Excerpt provided -

··········

Multimodal

The Multimodal capability extends Addis-፩-አሌፍ beyond text. You can upload Images and Audio files alongside your prompts to perform complex reasoning tasks.

Vision: Visual Q&A, Scene Description, and Object Detection.
Audio Analysis: Summarize voice notes, analyze sentiment, or extract action items from meetings (distinct from simple transcription).
OCR: Extract text from scanned Ethiopian documents.

Endpoint

POSThttps://api.addisassistant.com/api/v1/chat_generate

Important: Data Format

Unlike standard text generation, this request must be sent as multipart/form-data.

The configuration (prompt, model, parameters) must be passed as a stringified JSON object in a field named request_data.

Usage Guide

Chat with Images (Vision)

Upload an image and ask questions about it. Ideal for explaining diagrams, identifying objects, or analyzing screenshots.

curl --location 'https://api.addisassistant.com/api/v1/chat_generate' \
  --header 'X-API-Key: sk_YOUR_KEY' \
  --form 'image=@"/path/to/photo.jpg"' \
  --form 'request_data="{ \"prompt\": \"ይህ ምስል ምን ያሳያል?\", \"target_language\": \"am\" }"'

// Example: Analyze an image
const API_KEY = "sk_YOUR_KEY";

async function analyzeImage() {
  const formData = new FormData();
  const fileInput = document.querySelector('input[type="file"]'); // Assuming an input element

  if (!fileInput.files[0]) return;

  // 1. Attach the image file
  formData.append("image", fileInput.files[0]);

  // 2. Attach configuration as a JSON string
  // Note: We use the same parameters as the text endpoint, wrapped in 'request_data'
  formData.append("request_data", JSON.stringify({
    prompt: "ይህ ምስል ምን ያሳያል? በዝርዝር አስረዳኝ።", // "What does this image show? Explain in detail."
    target_language: "am",
    generation_config: {
        temperature: 0.5
    }
  }));

  try {
    const response = await fetch("https://api.addisassistant.com/api/v1/chat_generate", {
      method: "POST",
      headers: {
        "X-API-Key": API_KEY
        // Do NOT set Content-Type header here. The browser sets it automatically with the boundary.
      },
      body: formData
    });

    const data = await response.json();
    console.log("Analysis:", data.response_text);
  } catch (error) {
    console.error("Error:", error);
  }
}

import requests
import json

def analyze_image():
    url = "https://api.addisassistant.com/api/v1/chat_generate"

··········

Dataset -
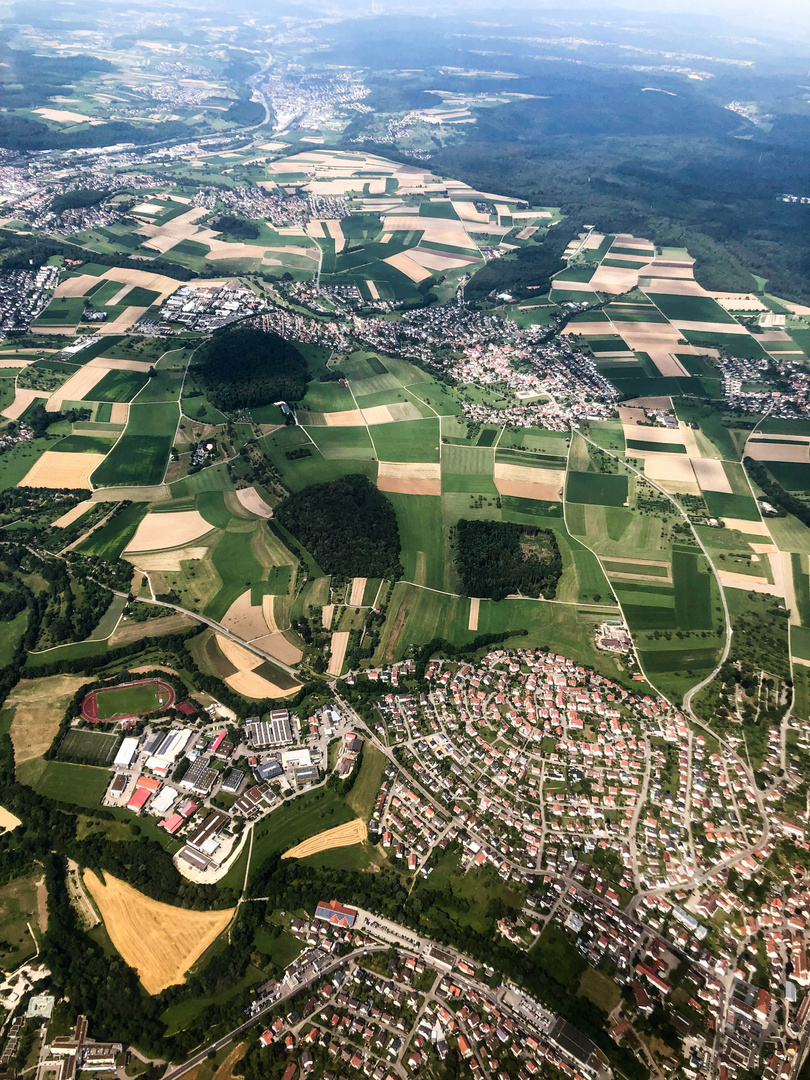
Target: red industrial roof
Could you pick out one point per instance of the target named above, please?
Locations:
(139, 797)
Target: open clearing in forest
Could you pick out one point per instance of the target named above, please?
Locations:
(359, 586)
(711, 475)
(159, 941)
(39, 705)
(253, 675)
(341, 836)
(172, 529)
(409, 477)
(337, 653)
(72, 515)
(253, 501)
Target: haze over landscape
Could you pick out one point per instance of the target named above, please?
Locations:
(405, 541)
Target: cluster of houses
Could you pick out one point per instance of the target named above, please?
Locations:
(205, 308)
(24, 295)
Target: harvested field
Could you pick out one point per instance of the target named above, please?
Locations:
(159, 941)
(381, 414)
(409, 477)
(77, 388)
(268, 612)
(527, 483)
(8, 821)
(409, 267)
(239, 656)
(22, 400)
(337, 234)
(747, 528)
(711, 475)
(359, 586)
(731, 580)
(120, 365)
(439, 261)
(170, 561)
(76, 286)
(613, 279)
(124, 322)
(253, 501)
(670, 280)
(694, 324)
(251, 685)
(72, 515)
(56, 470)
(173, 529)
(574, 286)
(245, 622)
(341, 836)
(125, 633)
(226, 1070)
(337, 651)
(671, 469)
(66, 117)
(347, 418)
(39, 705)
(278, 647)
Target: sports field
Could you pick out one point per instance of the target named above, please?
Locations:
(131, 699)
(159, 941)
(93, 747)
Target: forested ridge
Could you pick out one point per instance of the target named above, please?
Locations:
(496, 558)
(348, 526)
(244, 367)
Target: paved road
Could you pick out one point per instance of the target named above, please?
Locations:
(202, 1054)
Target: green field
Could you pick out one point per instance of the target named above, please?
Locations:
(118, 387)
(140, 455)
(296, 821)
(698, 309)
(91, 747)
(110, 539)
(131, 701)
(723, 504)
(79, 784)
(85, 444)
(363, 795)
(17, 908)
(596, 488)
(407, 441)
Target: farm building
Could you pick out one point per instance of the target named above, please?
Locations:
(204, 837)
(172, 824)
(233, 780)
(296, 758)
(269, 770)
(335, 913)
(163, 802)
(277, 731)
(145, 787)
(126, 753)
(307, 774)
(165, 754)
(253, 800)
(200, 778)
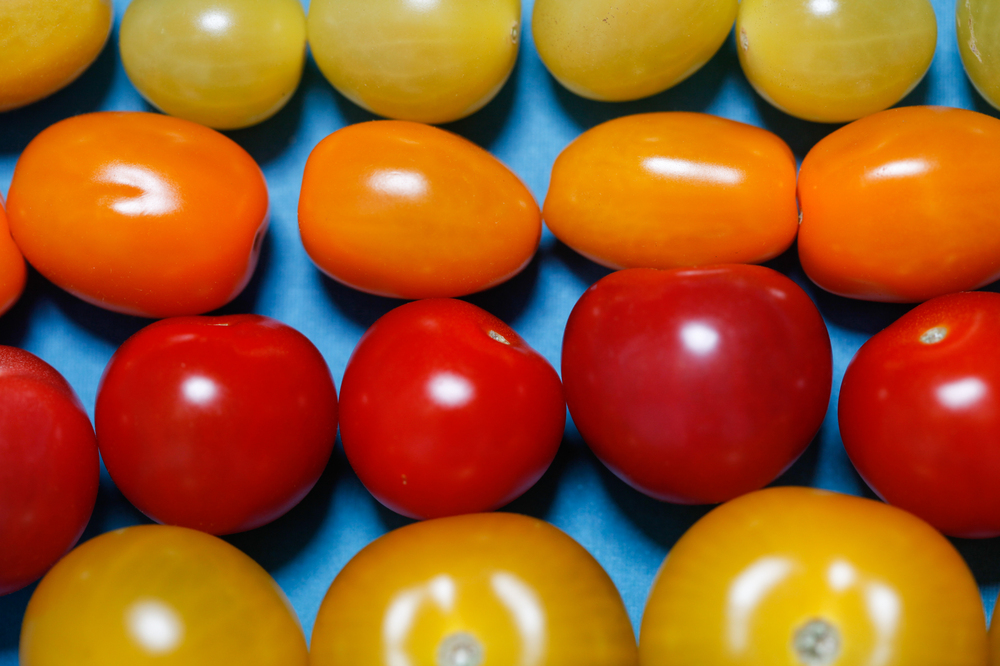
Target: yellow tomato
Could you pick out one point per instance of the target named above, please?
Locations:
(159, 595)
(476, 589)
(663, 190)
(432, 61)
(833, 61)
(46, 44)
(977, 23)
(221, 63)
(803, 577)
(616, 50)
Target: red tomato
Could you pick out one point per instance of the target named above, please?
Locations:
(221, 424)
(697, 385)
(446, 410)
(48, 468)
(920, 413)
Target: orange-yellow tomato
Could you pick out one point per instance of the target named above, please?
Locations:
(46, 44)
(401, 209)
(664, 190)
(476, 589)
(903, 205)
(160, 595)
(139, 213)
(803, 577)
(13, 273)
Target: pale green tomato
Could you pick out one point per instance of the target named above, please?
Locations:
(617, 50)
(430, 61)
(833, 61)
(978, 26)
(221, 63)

··········

Tasks and exercises -
**1.** Reproduce the passage of the multimodal documentation from "POSThttps://api.addisassistant.com/api/v1/chat_generate" up to and including "field named request_data.".
**2.** Name every capability category that the multimodal documentation lists right after its introductory paragraph.

Answer list -
**1.**
POSThttps://api.addisassistant.com/api/v1/chat_generate

Important: Data Format

Unlike standard text generation, this request must be sent as multipart/form-data.

The configuration (prompt, model, parameters) must be passed as a stringified JSON object in a field named request_data.

**2.** Vision, Audio Analysis, OCR